**GIVEN REQUEST**. Recast the records from the line containing "of the utility" through the end of the records, inclusive, as a two-column CSV with the headers text and answer. Give one row for each record, holding its text and its answer, with each in a single quoted field and line breaks replaced by spaces.

**SUPPLIED RECORDS**.
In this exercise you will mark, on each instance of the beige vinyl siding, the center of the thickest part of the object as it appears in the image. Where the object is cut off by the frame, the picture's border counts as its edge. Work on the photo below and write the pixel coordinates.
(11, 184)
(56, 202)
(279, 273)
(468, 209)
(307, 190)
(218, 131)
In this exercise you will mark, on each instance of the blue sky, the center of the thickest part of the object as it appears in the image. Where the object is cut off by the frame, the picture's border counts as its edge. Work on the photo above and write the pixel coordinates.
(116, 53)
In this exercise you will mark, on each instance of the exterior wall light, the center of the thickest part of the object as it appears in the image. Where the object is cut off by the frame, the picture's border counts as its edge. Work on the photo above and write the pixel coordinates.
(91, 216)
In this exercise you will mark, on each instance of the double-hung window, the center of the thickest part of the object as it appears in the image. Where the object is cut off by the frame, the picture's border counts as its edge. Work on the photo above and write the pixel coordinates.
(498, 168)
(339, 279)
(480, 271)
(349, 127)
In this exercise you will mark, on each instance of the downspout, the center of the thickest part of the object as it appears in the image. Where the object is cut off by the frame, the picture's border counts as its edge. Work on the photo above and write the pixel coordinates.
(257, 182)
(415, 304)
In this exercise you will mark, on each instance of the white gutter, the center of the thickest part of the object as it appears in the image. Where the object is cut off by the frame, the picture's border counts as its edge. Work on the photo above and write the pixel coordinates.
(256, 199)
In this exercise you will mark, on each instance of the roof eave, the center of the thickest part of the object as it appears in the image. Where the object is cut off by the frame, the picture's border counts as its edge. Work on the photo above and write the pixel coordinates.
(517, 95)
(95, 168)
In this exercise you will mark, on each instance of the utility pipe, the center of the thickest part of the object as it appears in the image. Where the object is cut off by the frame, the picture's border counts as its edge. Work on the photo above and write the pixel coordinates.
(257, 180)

**COMPLETE ANSWER**.
text,answer
"In this exercise you will mark, on each instance of the utility pipe, the center of the thickest part of the object as it appears in the image. Where the object is cut off by the frame, the picture's border counts as its edge. Work on the photo above and write the pixel coordinates.","(257, 180)"